#### [Supplied material]
========
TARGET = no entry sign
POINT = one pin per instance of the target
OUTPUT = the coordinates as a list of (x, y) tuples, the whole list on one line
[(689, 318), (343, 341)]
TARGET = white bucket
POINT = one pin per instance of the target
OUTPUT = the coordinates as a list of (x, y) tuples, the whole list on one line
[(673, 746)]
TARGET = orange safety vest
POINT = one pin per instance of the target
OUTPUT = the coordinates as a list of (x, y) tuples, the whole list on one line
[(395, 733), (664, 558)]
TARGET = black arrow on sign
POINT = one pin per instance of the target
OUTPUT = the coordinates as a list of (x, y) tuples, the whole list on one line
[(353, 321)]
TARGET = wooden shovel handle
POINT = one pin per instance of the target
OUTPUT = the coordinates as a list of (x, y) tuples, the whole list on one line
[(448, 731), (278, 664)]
========
Retype the records above in full, with no differences.

#### [Exercise solution]
TARGET = no entry sign
POINT = one pin per instance of the target
OUTPUT = the coordinates as a list of (x, y) tuples, the whole list on one line
[(689, 318), (343, 341)]
TARGET = white bucket
POINT = one pin per instance of the target
OUTPUT = the coordinates as a list of (x, y) tuples, the whole list on one line
[(673, 746)]
TARGET = orange safety vest
POINT = one pin per instance of the target
OUTPUT = the coordinates as a list of (x, y) tuples, the whole list on one line
[(395, 733), (664, 558)]
TARGET = black arrow on sign
POINT = one pin per instance of the target
OUTPUT = the coordinates as a list of (x, y) tuples, the whole list on one line
[(353, 321)]
TARGET = wooden shovel handle
POINT = one pin per instance of the target
OUTPUT = the coordinates as a list of (x, y) tuples, the whole list on one line
[(448, 731), (278, 664)]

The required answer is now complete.